Si dimentica poi che la stessa Costituzione italiana sancisce l’’obbligo’ di tenere i conti in ordine, proprio con l’Art. 81, che afferma:

“Lo Stato assicura l’equilibrio tra le entrate e le spese del proprio bilancio, tenendo conto delle fasi avverse e delle fasi favorevoli del ciclo economico.

Il ricorso all’indebitamento è consentito solo al fine di considerare gli effetti del ciclo economico e, previa autorizzazione delle Camere adottata a maggioranza assoluta dei rispettivi componenti, al verificarsi di eventi eccezionali..”

Quanto a debito pubblico siamo proprio i più trasgressivi, peggio di noi solo la Grecia, dunque non sono giustificati gli strali continui contro le Autorità dell’Ue, che hanno solo il sacrosanto diritto d’imporre il rispetto dei Trattati..

A Bruxelles, secondo le notizie delle ultime ore, non si accontenterebbero neppure dei 5 miliardi resi disponibili dal Mef per riportare il deficit a 2,1. Ne occorrerebbero almeno altri 3.. Da qui il ricorso alla Cassa Depositi e Prestiti, che dovrebbe fornire, in misura eccezionale, un miliardo circa di cedola extra (oltre al miliardo e mezzo già incassato), in quanto il Mef è socio di maggioranza di Cdp (con l’88,77%). Misure eccezionali, appunto, quasi da emergenza, perché questa procedura non è la norma (pur se legittima) secondo il Consiglio di Amministrazione di Cassa Depositi e Prestiti.

Il ministro Tria ha in programma di ridurre il deficit di circa 10 miliardi nel corso del biennio. A subirne le conseguenze anche le imprese, ad essere bloccati saranno i 480 milioni dedicati dal Mef alla ‘competitività e sviluppo delle imprese’. Si tratta di incentivi destinati al sostegno tramite il sistema della fiscalità. A questi si sommano, nello stesso ambito, circa 150 milioni provenienti dal Ministero dello Sviluppo economico. Altre risorse saranno recuperate, per le stesse finalità, ossia la riduzione del deficit, da altri Ministeri, tra i quali la Difesa, Istruzione, Esteri (e non solo).

In questa ‘spasmodica’ ricerca di miliardi, dai tagli non si salva praticamente nessun Ministero, è uno sforzo sinergico del Governo volto a scongiurare la mannaia di Bruxelles, a tutti i costi è necessario evitare che il deficit salga quest’anno al 2,4%, e per riportarlo al 2,1% non è propriamente uno scherzo di questi tempi. Dietro ogni decimale ci sono, da parte dello Stato, sforzi non di poco conto, perché ogni decimale ‘funziona’ a suon di miliardi.

▶ [Materiale fornito]:

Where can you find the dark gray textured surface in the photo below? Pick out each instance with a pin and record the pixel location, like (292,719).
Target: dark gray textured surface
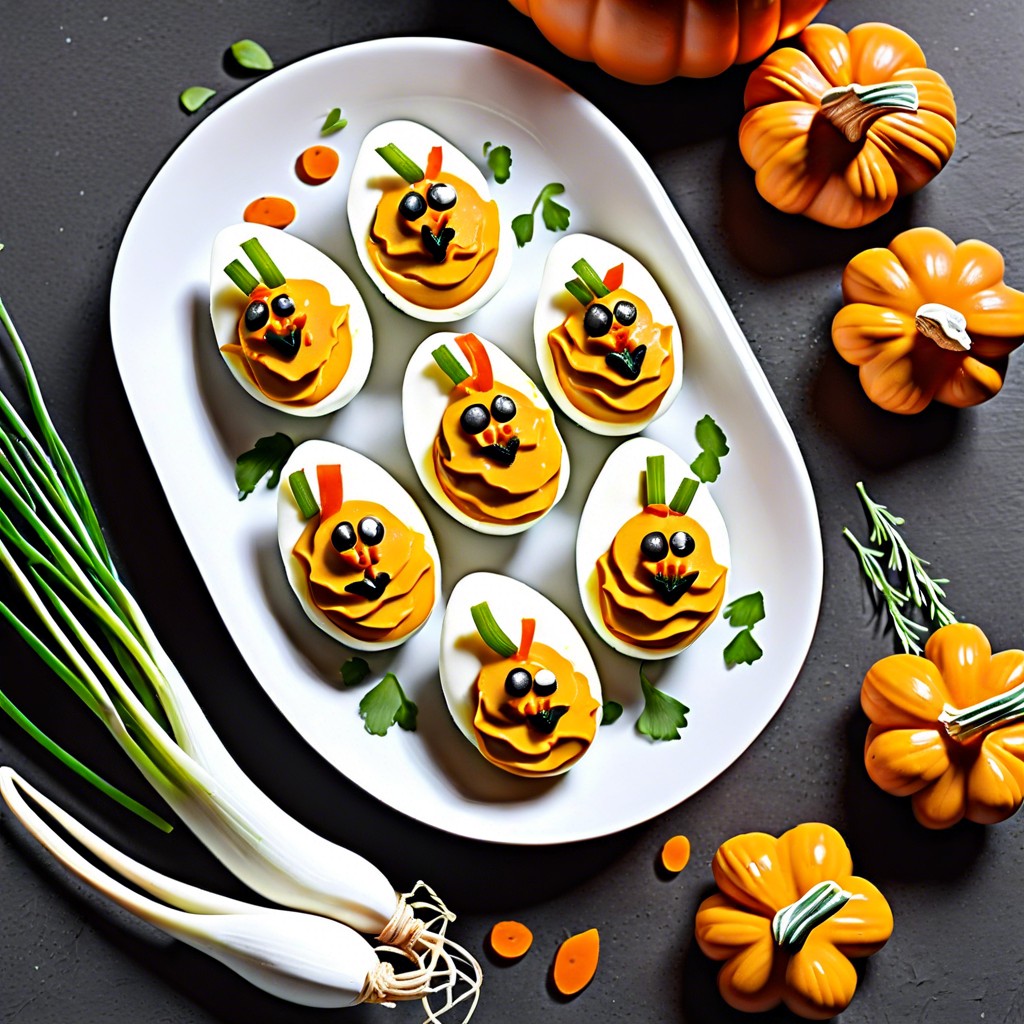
(88,115)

▶ [Consegne]:
1/ Rispondi alle domande seguenti basandoti sull'estratto sul deficit pubblico.
(a) Quale articolo della Costituzione italiana viene citato?
(b) Quale percentuale di Cassa Depositi e Prestiti detiene il Mef?
(c) A quanto ammontano i fondi del Mef per la "competitività e sviluppo delle imprese" che saranno bloccati?
2/ Stampa, per favore, la parte dell'estratto sul deficit pubblico da "A Bruxelles, secondo" fino a "Depositi e Prestiti." compreso.

▶ [Risposte in ordine]:
1/
(a) L'Art. 81.
(b) L'88,77%.
(c) 480 milioni.

2/
A Bruxelles, secondo le notizie delle ultime ore, non si accontenterebbero neppure dei 5 miliardi resi disponibili dal Mef per riportare il deficit a 2,1. Ne occorrerebbero almeno altri 3.. Da qui il ricorso alla Cassa Depositi e Prestiti, che dovrebbe fornire, in misura eccezionale, un miliardo circa di cedola extra (oltre al miliardo e mezzo già incassato), in quanto il Mef è socio di maggioranza di Cdp (con l’88,77%). Misure eccezionali, appunto, quasi da emergenza, perché questa procedura non è la norma (pur se legittima) secondo il Consiglio di Amministrazione di Cassa Depositi e Prestiti.